Exercise instructions
Output all of the entries exactly as written.

□ □ □ □

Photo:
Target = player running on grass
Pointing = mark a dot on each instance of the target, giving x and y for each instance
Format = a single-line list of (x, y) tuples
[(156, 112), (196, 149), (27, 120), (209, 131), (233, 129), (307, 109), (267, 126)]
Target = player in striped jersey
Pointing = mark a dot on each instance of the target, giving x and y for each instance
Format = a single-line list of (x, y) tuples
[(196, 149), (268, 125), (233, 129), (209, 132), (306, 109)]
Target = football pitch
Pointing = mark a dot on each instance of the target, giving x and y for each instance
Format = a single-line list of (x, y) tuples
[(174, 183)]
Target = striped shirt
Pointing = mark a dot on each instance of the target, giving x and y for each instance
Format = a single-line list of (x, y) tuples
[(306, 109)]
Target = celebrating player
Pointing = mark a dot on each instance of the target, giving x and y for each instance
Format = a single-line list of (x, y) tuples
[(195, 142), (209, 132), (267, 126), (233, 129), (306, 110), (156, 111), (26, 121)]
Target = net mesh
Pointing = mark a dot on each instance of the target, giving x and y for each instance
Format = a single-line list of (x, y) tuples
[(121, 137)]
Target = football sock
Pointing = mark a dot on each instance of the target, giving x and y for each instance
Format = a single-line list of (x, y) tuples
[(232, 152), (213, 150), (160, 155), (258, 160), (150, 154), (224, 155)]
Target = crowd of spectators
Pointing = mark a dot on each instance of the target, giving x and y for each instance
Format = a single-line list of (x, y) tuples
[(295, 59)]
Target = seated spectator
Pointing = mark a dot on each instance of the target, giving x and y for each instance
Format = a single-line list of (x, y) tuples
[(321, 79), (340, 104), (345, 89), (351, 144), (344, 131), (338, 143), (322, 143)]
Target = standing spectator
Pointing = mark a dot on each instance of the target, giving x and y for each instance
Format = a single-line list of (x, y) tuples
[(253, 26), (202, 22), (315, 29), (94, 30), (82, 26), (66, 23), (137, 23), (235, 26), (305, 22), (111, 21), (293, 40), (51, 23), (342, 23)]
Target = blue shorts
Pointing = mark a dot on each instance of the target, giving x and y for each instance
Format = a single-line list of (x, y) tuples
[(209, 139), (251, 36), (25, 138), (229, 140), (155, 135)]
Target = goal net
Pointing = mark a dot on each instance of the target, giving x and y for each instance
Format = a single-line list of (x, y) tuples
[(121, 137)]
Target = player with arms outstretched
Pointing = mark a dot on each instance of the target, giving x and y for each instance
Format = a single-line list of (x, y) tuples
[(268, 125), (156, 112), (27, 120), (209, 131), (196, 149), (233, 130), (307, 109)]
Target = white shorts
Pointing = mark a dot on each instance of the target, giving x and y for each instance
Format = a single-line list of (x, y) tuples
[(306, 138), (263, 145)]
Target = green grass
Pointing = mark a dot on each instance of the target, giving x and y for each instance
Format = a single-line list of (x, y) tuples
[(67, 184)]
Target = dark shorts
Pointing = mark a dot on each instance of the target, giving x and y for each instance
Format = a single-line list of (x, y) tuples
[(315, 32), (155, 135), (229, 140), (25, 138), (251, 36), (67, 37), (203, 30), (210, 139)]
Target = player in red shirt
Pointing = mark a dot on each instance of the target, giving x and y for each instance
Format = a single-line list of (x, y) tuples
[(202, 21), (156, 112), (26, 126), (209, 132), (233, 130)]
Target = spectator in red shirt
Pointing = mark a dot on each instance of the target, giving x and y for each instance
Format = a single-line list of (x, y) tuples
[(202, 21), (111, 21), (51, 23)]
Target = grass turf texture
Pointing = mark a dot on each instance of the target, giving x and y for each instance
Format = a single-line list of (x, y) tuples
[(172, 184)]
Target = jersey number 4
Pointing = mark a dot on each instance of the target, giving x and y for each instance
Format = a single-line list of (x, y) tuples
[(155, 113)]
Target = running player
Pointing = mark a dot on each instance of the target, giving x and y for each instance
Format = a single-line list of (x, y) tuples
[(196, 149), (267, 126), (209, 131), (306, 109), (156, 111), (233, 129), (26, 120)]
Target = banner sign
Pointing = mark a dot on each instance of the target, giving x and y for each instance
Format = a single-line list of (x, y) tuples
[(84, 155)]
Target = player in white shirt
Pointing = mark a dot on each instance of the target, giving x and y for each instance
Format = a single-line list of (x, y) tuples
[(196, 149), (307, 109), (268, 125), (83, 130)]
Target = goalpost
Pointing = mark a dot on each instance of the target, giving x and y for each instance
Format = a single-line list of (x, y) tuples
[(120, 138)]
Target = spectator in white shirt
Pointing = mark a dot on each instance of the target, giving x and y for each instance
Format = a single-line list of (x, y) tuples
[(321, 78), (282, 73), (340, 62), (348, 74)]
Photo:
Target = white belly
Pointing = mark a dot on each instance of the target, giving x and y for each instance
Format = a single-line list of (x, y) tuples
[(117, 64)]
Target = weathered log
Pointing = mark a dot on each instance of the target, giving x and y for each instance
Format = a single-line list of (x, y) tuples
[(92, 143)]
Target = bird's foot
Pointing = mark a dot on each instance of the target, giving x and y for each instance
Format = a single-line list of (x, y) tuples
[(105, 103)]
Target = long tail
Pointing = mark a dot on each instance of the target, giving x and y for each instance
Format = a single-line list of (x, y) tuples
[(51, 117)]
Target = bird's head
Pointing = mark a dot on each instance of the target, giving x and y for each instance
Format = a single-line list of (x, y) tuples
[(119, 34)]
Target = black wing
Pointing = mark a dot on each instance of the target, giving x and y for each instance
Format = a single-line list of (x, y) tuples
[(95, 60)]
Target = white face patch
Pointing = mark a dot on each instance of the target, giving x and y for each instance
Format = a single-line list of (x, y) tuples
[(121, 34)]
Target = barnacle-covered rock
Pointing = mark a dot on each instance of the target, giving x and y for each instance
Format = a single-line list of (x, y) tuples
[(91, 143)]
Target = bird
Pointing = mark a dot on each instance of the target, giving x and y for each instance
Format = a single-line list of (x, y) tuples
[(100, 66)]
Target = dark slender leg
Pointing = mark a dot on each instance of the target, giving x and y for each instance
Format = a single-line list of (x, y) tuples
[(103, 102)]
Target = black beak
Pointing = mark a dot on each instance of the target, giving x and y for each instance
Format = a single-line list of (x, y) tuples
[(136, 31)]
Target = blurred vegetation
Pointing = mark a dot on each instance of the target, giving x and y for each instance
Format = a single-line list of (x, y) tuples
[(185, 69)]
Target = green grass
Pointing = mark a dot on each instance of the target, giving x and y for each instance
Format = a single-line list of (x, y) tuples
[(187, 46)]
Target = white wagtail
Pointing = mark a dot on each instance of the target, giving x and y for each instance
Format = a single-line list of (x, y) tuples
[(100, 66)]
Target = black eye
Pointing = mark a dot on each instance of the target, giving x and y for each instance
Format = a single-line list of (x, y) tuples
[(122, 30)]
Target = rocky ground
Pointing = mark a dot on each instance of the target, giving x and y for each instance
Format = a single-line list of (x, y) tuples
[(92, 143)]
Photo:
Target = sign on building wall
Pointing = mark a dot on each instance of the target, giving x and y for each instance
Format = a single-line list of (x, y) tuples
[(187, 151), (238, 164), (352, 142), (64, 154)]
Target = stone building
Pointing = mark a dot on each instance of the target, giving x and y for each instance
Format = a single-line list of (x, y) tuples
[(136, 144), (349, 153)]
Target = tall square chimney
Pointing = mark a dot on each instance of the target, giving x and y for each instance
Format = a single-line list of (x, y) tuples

□ □ □ □

Problem solution
Photo:
Target = player running on grass
Pointing = mark a dot on each instance of the target, giving x and y for each instance
Format = a single-line list of (x, y) tuples
[(156, 112), (196, 149), (27, 120), (209, 131), (233, 129), (307, 109), (267, 126)]
Target = player in striped jersey
Pointing = mark a dot on each instance of the target, giving x and y for each instance
Format = a single-line list of (x, y) tuples
[(196, 149), (268, 125), (233, 129), (209, 132), (306, 109)]
Target = football pitch
Pointing = mark a dot on each instance of the target, giving x and y for each instance
Format = a single-line list of (x, y) tuples
[(174, 183)]
Target = striped shirt
Pointing = mark a dot on each instance of the target, giving x and y for each instance
Format = a single-line list of (x, y) tuples
[(306, 109)]
Target = celebrating player
Pointing = mark a dot on each instance of the target, giving x and y for each instance
Format = a single-line list of (x, y) tuples
[(195, 142), (209, 132), (267, 126), (233, 129), (306, 110), (156, 111), (26, 121)]
Target = net mesh
Pointing = mark a dot on each instance of the target, giving x and y for each instance
Format = a single-line list of (x, y) tuples
[(121, 137)]
Target = football sock
Pointing = mark a dot on each instance of the target, giving x and y for each instance
Format = a single-line list of (x, y) tuples
[(232, 152), (213, 150), (160, 155), (258, 160), (150, 154), (224, 155)]
Target = crowd of spectators
Pointing = mark a dot on each instance of the target, giving x and y for each instance
Format = a single-line list of (x, y) tuples
[(295, 59)]
Target = seated spectator
Pointing = mark a dot on each instance of the target, giving x and y for each instance
Format = a single-line list of (x, y) tuples
[(321, 79), (340, 104), (345, 89), (351, 144), (344, 131), (338, 143), (322, 143)]
Target = standing spectator
Pointing = mark a dot on each instance of the target, giving x and y for each instance
Format = a single-line list of (x, y) tuples
[(253, 26), (202, 22), (315, 29), (94, 30), (82, 26), (66, 23), (137, 23), (235, 26), (305, 22), (111, 21), (293, 40), (51, 23), (342, 23)]
Target = blue shorts
Pointing = mark a dot on each instance of the target, giving x and y for each instance
Format = a single-line list of (x, y) tuples
[(209, 139), (251, 36), (25, 138), (229, 140), (155, 135)]
Target = goal net
Pointing = mark a dot on each instance of the target, giving x and y for each instance
Format = a single-line list of (x, y) tuples
[(121, 137)]
Target = player with arms outstretched
Pointing = mark a dot on each instance of the target, giving x and y for each instance
Format = a single-line list of (x, y) tuples
[(268, 125), (156, 112), (27, 120), (209, 131), (196, 149), (233, 130), (307, 109)]
Target = white shorts
Pointing = mark a dot on each instance of the target, giving x and y for each instance
Format = a single-line list of (x, y) tuples
[(306, 138), (263, 145)]
Target = green grass
Pointing = mark a dot on each instance of the target, giving x and y for each instance
Format = a single-line list of (x, y) tuples
[(67, 184)]
Target = dark shorts
Pointing = mark a dot on each instance of the target, giving x and y for each instance
Format = a single-line list of (x, y) tuples
[(315, 32), (155, 135), (229, 140), (25, 138), (251, 36), (67, 37), (203, 30), (210, 139)]
Target = player in red shirt
Pointing = mark a dot on each instance of the target, giving x and y for each instance
Format = a single-line list of (x, y) tuples
[(202, 21), (156, 112), (26, 126), (209, 132), (233, 130)]
Target = spectator in red shirt
Pointing = mark a dot on each instance of the target, giving x and y for each instance
Format = a single-line list of (x, y) tuples
[(202, 21), (111, 21), (51, 23)]
Target = grass turf texture
Pointing = mark a dot on each instance of the target, giving x and y for each instance
Format = a single-line list of (x, y) tuples
[(172, 184)]
Target = jersey number 4
Pointing = mark a dot on each instance of the target, giving x and y for each instance
Format = a single-line list of (x, y) tuples
[(155, 113)]
Target = running player
Pointing = mark a dot on each instance of the target, giving x and y for each instance
Format = a single-line list of (x, y) tuples
[(196, 149), (267, 126), (209, 131), (306, 109), (156, 111), (233, 129), (26, 120)]
Target = banner sign
Pointing = mark a dot on each instance of the target, giving x and y for each instance
Format = a single-line list of (x, y) tuples
[(84, 155)]
Target = player in white shirt
Pointing = mark a dot on each instance of the target, giving x and y for each instance
Format = a single-line list of (x, y) tuples
[(196, 149), (307, 109), (268, 125), (83, 130)]
Target = goalpost
Pointing = mark a dot on each instance of the target, giving x and y for each instance
Format = a single-line list of (x, y) tuples
[(120, 138)]
Target = spectator in white shirt
Pointing = mark a dot on each instance of the target, giving x and y for each instance
Format = a single-line list of (x, y) tuples
[(321, 78), (282, 73), (340, 62), (348, 74)]
Photo:
Target = white belly
Pointing = mark a dot on each instance of the target, giving x and y for each instance
Format = a single-line list of (x, y) tuples
[(117, 64)]
Target = weathered log
Pointing = mark a dot on each instance of the target, giving x and y for each instance
Format = a single-line list of (x, y) tuples
[(92, 143)]
Target = bird's foot
Pointing = mark a dot on each instance of the target, giving x and y for each instance
Format = a single-line list of (x, y) tuples
[(105, 103)]
Target = long tail
Pointing = mark a dot on each instance of the target, giving x and y for each instance
Format = a single-line list of (x, y) tuples
[(51, 117)]
Target = bird's head
Pointing = mark a dot on each instance of the target, giving x and y for each instance
Format = a single-line list of (x, y) tuples
[(119, 34)]
Target = black wing
Pointing = mark a dot on each instance of the target, giving x and y for each instance
Format = a single-line list of (x, y) tuples
[(95, 60)]
Target = white face patch
Pointing = mark a dot on each instance of the target, giving x and y for each instance
Format = a single-line list of (x, y) tuples
[(121, 34)]
Target = barnacle-covered rock
Pointing = mark a dot on each instance of the target, giving x and y for each instance
Format = a single-line list of (x, y) tuples
[(91, 143)]
Target = bird
Pointing = mark a dot on each instance of the target, giving x and y for each instance
Format = a single-line list of (x, y) tuples
[(100, 66)]
Target = dark slender leg
Pointing = mark a dot on each instance of the target, giving x and y for each instance
Format = a single-line list of (x, y) tuples
[(103, 102)]
Target = black beak
Pointing = mark a dot on each instance of the target, giving x and y for each instance
Format = a single-line list of (x, y) tuples
[(136, 31)]
Target = blurred vegetation
Pointing = mark a dot on each instance of the target, giving x and y for each instance
Format = a single-line list of (x, y) tuples
[(185, 69)]
Target = green grass
Pointing = mark a dot on each instance of the target, giving x and y for each instance
Format = a single-line list of (x, y) tuples
[(187, 46)]
Target = white wagtail
Pointing = mark a dot on each instance of the target, giving x and y for each instance
Format = a single-line list of (x, y) tuples
[(100, 66)]
Target = black eye
Pointing = mark a dot on each instance of the target, giving x and y for each instance
Format = a single-line list of (x, y) tuples
[(122, 30)]
Target = rocky ground
Pointing = mark a dot on each instance of the target, giving x and y for each instance
Format = a single-line list of (x, y) tuples
[(92, 143)]
Photo:
Target = sign on building wall
Pointing = mark a dot on each instance of the target, giving x and y for each instance
Format = a single-line list of (x, y) tuples
[(187, 151), (238, 164), (352, 142), (64, 154)]
Target = stone building
Pointing = mark a dot on each instance of the target, giving x and y for each instance
Format = a single-line list of (x, y) tuples
[(136, 144), (349, 153)]
Target = tall square chimney
Pointing = mark a dot on each instance of the target, giving x and y for each instance
Format = a single-line list of (x, y) tuples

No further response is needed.